(The task):
Drop the pictures from the entries below, then reproduce the rest exactly.

(Dataset items):
•••••

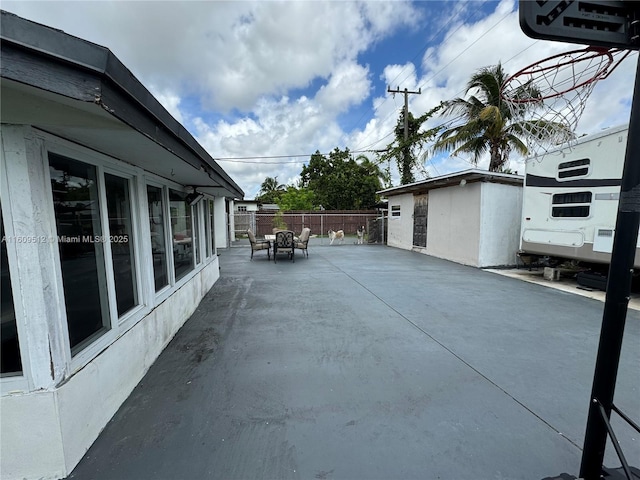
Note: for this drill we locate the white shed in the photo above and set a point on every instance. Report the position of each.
(470, 217)
(111, 217)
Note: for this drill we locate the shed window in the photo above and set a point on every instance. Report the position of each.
(10, 363)
(574, 204)
(156, 201)
(182, 232)
(574, 168)
(76, 204)
(121, 240)
(209, 233)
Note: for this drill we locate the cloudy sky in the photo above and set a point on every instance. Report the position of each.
(263, 85)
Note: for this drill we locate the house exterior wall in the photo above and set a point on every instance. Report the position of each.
(54, 410)
(400, 221)
(453, 229)
(501, 209)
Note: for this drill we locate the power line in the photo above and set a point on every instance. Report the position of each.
(250, 159)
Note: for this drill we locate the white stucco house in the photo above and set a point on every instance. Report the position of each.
(470, 217)
(111, 217)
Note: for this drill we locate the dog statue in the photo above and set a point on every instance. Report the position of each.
(339, 235)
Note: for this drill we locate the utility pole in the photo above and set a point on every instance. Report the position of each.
(407, 177)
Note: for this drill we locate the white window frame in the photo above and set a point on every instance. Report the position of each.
(133, 178)
(163, 293)
(573, 168)
(23, 381)
(148, 299)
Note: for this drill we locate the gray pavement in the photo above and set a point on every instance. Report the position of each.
(368, 362)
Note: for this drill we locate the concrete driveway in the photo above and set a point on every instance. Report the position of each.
(369, 362)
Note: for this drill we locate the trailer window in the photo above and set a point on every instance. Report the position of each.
(574, 204)
(574, 168)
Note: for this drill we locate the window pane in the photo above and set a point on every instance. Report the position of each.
(574, 197)
(77, 210)
(158, 250)
(570, 212)
(121, 240)
(196, 230)
(181, 231)
(573, 163)
(212, 236)
(576, 172)
(10, 362)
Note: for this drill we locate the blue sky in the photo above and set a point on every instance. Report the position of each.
(284, 79)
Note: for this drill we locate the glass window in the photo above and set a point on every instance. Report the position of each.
(181, 232)
(573, 204)
(121, 241)
(212, 236)
(77, 210)
(10, 362)
(574, 168)
(158, 242)
(196, 230)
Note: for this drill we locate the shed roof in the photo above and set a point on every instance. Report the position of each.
(80, 91)
(469, 176)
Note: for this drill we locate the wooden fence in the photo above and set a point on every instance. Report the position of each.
(320, 222)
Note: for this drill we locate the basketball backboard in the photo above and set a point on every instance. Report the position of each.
(599, 23)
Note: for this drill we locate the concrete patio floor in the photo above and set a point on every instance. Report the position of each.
(369, 362)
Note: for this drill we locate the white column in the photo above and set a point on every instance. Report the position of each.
(39, 304)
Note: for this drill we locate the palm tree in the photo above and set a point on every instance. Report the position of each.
(270, 190)
(490, 126)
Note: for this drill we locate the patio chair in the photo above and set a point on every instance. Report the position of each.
(258, 244)
(303, 241)
(284, 243)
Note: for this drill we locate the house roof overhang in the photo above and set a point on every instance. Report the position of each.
(457, 178)
(80, 91)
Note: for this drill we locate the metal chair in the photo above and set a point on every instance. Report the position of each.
(258, 244)
(303, 242)
(284, 243)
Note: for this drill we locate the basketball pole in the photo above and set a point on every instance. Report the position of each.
(617, 298)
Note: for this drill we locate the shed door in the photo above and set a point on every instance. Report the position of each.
(420, 208)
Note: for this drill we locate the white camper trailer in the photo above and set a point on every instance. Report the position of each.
(570, 199)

•••••

(Solution):
Note: for this drill we locate the white shed in the photo above and set a point on every instance. Report the position of each.
(470, 217)
(111, 217)
Note: for this drill we locate the shed window in the photo above and set a point on every instance. Report the position of each.
(10, 363)
(574, 204)
(156, 201)
(182, 232)
(574, 168)
(76, 204)
(121, 240)
(209, 233)
Note: for this drill we locate the cloudy sky in the photo above and set a point on every instance. Report the position of each.
(263, 85)
Note: for this drill we locate the house exterior wall in the photo above and set a point on every instance. Report the position of each.
(54, 410)
(400, 221)
(453, 229)
(501, 209)
Note: for this drill we locate the power line in the photo above and set a point on every instance. Report the position of each.
(250, 159)
Note: for this drill we locate the white stucco house in the photo above and set a point on every instance. Report the position of each.
(470, 217)
(111, 217)
Note: for this drill we locate the dog statue in the photo above and set a point on every instance. Report the position of each.
(339, 235)
Note: for this drill we locate the utility pole in the photo above and set a point on every instance. Report the position of each.
(407, 177)
Note: for this drill we locate the white window frame in the photo above and set a point on every instance. Report the position of each.
(133, 178)
(163, 293)
(573, 168)
(23, 381)
(148, 299)
Note: for this drill we locate the gray pavement in the photo above and set a point on every instance. Report the position of each.
(368, 362)
Note: for this drill we locate the concrete driveway in the photo above and set a point on every instance. Report the position of each.
(369, 362)
Note: for this drill we locate the trailer window in the photo above and set a point on every instance. Report the position of each.
(574, 204)
(574, 168)
Note: for this drill we locate the window pane in the photo above and set a point on every instance. Report the position of each.
(574, 197)
(77, 210)
(158, 250)
(570, 212)
(121, 240)
(196, 230)
(181, 231)
(573, 163)
(212, 236)
(576, 172)
(10, 362)
Note: for this drill we locate the blue sky in the photo above and set a point on every instance. Report the position of each.
(284, 79)
Note: for this drill we locate the glass window in the photo above and set a point on every instance. Report the position of each.
(181, 232)
(573, 204)
(121, 241)
(212, 236)
(77, 210)
(10, 362)
(574, 168)
(158, 242)
(196, 230)
Note: for this drill we locate the shed roof in the photo above and set a point on every instance. Report the position of each.
(80, 91)
(469, 176)
Note: for this drill we locate the wooden fence in the photo above and set a point on every instance. Report the position of each.
(320, 222)
Note: for this drill we locate the basketball backboard in the photo above and set a point on every instance. Report the position of each.
(599, 23)
Note: for this drill we locate the concrete patio floor in the photo above and set a point on every instance. Report the position of each.
(369, 362)
Note: for this drill we locate the white column in the photo above and set a point on every instance. Report the position of each.
(39, 304)
Note: for this drill we locate the palm tree in the photo above and set a point on every instance. Report the position of each.
(270, 190)
(490, 126)
Note: for this drill we locate the patio chair in the photo above and set a point on every instance. Report the position of each.
(258, 244)
(303, 241)
(284, 243)
Note: for this drill we locate the house roof overhang in the photo above and set a point on every instance. Report the position of each.
(457, 178)
(80, 91)
Note: for this drill we locate the metal chair in the photo above and set a point on every instance. Report the position of each.
(258, 244)
(303, 242)
(284, 243)
Note: for this drill we locate the basketball pole in the photo above and set a point on every instance. Report the position of each.
(617, 298)
Note: for this drill we locate the shed door in the photo above and set a point on every instance. Report the position of each.
(420, 208)
Note: for this drill we locate the white camper trailer in the photo above and set a point on every instance. Report the position of each.
(570, 199)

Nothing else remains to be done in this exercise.